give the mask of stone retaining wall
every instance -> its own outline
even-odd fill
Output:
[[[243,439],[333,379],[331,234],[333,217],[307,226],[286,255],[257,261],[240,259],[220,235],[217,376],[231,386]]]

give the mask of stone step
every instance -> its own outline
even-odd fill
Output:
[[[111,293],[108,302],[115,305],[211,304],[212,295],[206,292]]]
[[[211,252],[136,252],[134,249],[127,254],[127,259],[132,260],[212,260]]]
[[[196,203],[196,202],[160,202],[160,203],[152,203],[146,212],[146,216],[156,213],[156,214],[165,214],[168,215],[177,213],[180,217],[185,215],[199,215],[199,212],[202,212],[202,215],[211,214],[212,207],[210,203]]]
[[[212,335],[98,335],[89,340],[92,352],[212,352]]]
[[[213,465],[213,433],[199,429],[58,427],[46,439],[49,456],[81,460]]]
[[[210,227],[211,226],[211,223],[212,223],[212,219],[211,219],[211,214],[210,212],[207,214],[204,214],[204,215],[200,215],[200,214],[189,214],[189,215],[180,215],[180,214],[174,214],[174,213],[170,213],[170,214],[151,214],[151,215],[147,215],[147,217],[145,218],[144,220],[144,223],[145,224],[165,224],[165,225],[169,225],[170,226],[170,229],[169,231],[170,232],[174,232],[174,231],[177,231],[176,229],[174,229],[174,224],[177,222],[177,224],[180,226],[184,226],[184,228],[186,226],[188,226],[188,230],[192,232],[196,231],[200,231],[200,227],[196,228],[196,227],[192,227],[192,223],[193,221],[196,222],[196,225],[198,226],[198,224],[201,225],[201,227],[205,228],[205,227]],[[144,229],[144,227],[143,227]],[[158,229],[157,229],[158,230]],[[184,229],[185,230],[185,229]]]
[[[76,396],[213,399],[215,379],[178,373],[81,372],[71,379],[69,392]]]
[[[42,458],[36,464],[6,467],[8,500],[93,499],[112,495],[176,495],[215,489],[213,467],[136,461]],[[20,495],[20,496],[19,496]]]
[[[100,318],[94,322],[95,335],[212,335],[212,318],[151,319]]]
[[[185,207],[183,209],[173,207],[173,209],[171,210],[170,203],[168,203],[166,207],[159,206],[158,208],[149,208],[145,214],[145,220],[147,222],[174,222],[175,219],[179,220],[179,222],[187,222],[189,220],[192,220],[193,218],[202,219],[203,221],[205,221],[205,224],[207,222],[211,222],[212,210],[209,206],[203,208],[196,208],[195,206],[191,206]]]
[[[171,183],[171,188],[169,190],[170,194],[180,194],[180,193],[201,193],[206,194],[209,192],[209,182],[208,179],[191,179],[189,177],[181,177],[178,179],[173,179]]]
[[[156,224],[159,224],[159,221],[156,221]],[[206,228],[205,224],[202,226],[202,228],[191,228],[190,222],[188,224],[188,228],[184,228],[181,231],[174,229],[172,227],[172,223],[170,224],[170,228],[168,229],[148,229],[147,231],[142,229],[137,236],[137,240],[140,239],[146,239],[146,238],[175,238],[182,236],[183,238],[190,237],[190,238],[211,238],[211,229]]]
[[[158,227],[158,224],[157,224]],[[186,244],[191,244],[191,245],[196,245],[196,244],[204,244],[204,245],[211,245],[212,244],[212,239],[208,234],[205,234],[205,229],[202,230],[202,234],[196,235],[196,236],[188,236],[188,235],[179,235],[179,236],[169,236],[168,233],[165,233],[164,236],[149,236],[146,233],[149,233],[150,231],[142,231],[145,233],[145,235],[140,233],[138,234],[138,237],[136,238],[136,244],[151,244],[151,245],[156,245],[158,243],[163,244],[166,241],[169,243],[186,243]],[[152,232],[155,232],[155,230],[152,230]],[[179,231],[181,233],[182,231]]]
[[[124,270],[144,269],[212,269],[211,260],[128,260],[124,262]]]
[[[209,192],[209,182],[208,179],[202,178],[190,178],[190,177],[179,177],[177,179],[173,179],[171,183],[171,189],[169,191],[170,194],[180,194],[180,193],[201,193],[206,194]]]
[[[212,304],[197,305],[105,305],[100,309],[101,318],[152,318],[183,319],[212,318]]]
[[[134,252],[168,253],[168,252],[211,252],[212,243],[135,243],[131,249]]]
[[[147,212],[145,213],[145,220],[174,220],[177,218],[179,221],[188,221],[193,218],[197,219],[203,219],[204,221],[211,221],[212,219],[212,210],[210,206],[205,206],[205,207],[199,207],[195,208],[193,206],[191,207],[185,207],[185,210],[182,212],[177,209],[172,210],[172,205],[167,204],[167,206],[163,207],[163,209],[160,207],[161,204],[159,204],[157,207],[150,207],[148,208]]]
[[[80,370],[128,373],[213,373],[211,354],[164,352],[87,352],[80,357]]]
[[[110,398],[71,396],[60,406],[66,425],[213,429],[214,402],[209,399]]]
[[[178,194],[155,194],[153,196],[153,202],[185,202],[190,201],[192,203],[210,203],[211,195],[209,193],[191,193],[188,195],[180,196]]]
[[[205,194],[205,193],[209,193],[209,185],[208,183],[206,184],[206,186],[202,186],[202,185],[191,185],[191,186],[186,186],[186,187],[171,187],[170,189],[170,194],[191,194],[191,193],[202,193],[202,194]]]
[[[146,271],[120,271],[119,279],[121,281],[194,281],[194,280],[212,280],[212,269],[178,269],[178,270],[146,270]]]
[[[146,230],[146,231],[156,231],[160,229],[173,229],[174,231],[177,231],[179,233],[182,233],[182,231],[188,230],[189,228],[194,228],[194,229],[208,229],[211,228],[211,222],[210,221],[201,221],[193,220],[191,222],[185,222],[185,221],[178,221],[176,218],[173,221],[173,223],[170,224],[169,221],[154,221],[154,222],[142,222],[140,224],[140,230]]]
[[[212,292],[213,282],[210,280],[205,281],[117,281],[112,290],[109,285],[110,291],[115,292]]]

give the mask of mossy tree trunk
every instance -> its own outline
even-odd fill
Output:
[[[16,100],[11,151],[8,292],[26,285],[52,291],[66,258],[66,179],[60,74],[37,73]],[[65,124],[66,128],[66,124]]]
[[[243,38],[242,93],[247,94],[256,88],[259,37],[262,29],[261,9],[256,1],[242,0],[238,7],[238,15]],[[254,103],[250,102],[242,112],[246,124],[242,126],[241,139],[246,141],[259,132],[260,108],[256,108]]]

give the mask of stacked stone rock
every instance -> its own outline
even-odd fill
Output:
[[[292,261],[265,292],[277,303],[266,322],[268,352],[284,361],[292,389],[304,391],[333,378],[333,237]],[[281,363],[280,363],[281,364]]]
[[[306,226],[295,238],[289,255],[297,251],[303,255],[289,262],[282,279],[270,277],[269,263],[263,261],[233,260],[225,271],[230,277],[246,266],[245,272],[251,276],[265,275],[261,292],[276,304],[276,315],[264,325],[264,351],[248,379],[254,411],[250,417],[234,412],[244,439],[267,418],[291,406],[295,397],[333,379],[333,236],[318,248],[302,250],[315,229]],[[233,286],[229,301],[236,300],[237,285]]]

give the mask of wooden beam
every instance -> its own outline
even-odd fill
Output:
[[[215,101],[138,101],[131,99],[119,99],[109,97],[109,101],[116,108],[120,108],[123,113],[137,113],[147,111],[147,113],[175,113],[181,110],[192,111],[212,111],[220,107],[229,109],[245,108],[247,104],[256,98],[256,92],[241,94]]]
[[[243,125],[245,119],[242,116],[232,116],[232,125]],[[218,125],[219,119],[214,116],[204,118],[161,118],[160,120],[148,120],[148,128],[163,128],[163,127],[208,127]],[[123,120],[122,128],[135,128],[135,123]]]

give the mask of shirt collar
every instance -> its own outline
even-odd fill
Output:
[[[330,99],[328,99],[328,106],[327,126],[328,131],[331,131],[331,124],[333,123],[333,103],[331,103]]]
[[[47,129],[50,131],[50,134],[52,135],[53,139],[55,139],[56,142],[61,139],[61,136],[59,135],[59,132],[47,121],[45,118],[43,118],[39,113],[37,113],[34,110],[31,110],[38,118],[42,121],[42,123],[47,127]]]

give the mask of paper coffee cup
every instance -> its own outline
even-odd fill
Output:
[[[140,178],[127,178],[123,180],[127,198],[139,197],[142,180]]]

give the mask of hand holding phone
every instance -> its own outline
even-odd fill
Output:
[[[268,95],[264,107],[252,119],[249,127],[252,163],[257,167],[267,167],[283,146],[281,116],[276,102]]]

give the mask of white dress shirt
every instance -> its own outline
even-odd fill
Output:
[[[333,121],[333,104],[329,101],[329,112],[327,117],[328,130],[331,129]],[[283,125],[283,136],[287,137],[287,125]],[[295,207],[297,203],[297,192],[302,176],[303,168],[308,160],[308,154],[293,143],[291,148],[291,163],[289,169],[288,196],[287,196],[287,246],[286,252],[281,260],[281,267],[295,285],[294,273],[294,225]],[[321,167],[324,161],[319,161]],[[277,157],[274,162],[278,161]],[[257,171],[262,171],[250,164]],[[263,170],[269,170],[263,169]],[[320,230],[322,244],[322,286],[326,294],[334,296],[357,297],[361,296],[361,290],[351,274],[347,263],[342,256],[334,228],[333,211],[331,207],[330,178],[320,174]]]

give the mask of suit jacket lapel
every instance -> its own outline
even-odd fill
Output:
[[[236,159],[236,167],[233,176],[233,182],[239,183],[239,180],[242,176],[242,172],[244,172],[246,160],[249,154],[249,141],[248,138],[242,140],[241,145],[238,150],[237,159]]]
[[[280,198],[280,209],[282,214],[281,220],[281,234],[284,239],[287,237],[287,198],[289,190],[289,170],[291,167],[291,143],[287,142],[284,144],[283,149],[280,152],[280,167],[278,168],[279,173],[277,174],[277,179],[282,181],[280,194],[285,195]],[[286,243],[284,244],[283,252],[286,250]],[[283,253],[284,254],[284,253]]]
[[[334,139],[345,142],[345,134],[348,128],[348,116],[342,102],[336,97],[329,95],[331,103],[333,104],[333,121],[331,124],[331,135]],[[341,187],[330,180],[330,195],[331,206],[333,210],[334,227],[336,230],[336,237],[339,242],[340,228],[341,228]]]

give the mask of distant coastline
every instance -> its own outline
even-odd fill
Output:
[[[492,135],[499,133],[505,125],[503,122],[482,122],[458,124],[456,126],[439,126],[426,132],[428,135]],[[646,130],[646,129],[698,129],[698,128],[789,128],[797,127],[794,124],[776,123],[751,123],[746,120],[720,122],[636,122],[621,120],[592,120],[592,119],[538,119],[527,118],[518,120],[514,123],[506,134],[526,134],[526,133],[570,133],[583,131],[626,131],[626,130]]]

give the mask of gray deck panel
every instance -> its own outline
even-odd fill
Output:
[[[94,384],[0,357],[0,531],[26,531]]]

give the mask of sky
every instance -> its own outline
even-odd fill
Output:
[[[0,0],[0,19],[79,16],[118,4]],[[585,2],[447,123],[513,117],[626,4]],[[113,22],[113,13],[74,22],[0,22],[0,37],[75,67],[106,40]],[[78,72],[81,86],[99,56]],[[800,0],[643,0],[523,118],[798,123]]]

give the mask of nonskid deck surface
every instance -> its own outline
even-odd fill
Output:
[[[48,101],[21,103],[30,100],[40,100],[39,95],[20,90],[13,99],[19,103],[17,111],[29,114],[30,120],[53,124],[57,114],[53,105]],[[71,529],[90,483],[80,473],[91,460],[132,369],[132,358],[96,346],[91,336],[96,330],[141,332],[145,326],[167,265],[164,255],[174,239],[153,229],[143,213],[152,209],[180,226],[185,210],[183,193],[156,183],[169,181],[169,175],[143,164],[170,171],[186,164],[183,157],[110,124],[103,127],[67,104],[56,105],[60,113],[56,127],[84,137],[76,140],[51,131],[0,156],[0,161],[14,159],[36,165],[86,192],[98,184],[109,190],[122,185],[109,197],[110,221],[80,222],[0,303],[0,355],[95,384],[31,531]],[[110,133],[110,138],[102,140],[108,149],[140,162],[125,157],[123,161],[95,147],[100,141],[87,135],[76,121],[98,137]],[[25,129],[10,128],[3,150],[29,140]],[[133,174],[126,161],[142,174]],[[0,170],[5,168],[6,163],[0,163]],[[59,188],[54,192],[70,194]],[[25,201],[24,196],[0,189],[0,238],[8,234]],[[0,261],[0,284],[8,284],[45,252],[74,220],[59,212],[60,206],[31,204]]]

_ _ _ _ _ _ _

Where a line of the records above holds the word "deck", copy that line.

give the mask of gray deck panel
give the mask of nonskid deck surface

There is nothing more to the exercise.